§ Textauszug
────────────────────────────────────────
All das wären gute Gründe für die USA, einen Gang oder zwei zurückzuschalten. Die Bereitschaft dazu ist jedoch nicht zu erkennen. Mittlerweile scheint die Regierung Bush mit ihrer martialischen Haltung selbst im eigenen Land isoliert zu sein. Sogar durchaus unverdächtige Fachleute in den USA verstehen nicht mehr ganz, was das Weiße Haus antreibt. „Es gibt eigentlich wenig Anlass für erhöhte Spannungen“, wundert sich Sherifa Zuhur, Nahost-Expertin am Institut für Strategische Studien des US Army War College – dem führenden Think Tank der US-Armee –, im Gespräch mit profil. Ähnlich Vali Nasr, Iran-Spezialist des Council on Foreign Relations: „Von der Truppenverstärkung im Irak und dem neuen Fokus auf den Iran wurden wir alle überrascht.“
Geht es darum, von den täglichen Horrormeldungen aus dem Irak abzulenken, indem die Verantwortung für das dortige Desaster dem Iran zugeschoben wird? Offenkundig ist es so. Selbst eine vor wenigen Tagen veröffentlichte Lagebeurteilung sämtlicher 16 US-Geheimdienste, das „National Intelligence Estimate“, kommt zum Schluss, dass der Iran zwar im irakischen Widerstand mitmische, es aber unwahrscheinlich sei, dass er eine „bedeutende Treibkraft für die Gewalt im Irak“ darstelle.

Stabilisierung. Insgesamt, darüber herrscht unter vielen Fachleuten Einigkeit, dürfte der Einfluss Teherans auf den Irak eher stabilisierend als destabilisierend sein. Das Mullah-Regime habe „sogar eine positive Rolle gespielt“, sagt Vali Nasr: „Es unterstützt als einziges Land in der Region gemeinsam mit den USA die irakische Regierung.“ Immerhin hat der Iran in Bagdad eine Botschaft eröffnet, konservative iranische Mullahs riefen die Iraker per Fatwa auf, an den Wahlen teilzunehmen. „Die Iraner unterstützen uns im Irak weit stärker, als es der amerikanischen Öffentlichkeit bewusst ist“, gibt auch Sherifa Zuhur vom US Army War College zu bedenken: „Deshalb ist unsere neue Politik gegenüber dem Iran ein Problem.“
Unterdessen werden die gegenseitigen Vorhaltungen und Provokationen schärfer. Auf der einen Seite wollen die Amerikaner Beweise dafür haben, dass iranische Geheimdienstleute hinter der Entführung und Erschießung von fünf US-Soldaten aus einem Verbindungsbüro in der Stadt Kerbala stecken. Auf der anderen bezichtigt Teheran die USA, für die mysteriöse Verschleppung eines hochrangigen iranischen Diplomaten in Bagdad verantwortlich zu sein. Außerdem wollen die Perser ein weit verzweigtes Agentennetzwerk auf ihrem Staatsgebiet enttarnt haben, aufgezogen von Amerika und Israel.
────────────────────────────────────────
§ Aufgabe a
Erkläre anhand des Textauszugs in ein bis drei Sätzen, warum Sherifa Zuhur die neue Politik der USA gegenüber dem Iran für ein Problem hält.
Textauszug und Liste sind zwei voneinander getrennte Materialien.
────────────────────────────────────────
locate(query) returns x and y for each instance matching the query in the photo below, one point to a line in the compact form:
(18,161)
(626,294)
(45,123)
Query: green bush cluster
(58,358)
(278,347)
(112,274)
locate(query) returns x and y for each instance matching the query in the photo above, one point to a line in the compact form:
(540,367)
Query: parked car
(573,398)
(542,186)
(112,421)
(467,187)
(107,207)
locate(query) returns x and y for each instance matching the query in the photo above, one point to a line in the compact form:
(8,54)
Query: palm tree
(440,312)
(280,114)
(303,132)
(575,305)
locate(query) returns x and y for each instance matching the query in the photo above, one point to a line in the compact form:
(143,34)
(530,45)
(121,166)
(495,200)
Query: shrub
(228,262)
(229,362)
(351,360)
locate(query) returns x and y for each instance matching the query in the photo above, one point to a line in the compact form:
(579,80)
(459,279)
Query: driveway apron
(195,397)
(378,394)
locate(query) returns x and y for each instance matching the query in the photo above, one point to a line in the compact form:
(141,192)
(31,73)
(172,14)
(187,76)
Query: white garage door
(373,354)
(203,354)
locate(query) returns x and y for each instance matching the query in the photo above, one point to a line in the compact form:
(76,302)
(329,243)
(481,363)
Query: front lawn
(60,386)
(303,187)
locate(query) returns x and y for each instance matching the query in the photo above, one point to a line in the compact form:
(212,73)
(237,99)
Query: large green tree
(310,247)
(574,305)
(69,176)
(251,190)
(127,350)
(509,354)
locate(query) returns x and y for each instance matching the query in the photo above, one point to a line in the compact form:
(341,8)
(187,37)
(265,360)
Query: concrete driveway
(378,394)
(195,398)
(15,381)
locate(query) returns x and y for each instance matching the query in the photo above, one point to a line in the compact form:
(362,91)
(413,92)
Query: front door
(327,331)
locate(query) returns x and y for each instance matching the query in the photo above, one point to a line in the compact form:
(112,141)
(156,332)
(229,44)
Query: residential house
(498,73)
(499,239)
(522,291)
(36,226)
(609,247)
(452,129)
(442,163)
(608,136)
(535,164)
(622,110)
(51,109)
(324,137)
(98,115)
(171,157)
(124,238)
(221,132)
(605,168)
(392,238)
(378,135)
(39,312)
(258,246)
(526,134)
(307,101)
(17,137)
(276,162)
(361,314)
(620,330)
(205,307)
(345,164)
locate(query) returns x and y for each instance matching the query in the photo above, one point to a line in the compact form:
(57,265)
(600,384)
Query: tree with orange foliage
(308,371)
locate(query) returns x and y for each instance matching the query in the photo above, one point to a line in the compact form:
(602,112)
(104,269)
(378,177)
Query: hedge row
────────────────────────────────────────
§ Aufgabe b
Zieh aus der Liste jede Zeile heraus, in der die Zeichenfolge „door“ vorkommt, wobei Groß- und Kleinschreibung zählt.

§ Antwort a
Nach Sherifa Zuhur unterstützen die Iraner die USA im Irak weit stärker, als es der amerikanischen Öffentlichkeit bewusst ist. Deshalb hält sie die neue Politik gegenüber dem Iran für ein Problem.

§ Antwort b
Query: white garage door
Query: front door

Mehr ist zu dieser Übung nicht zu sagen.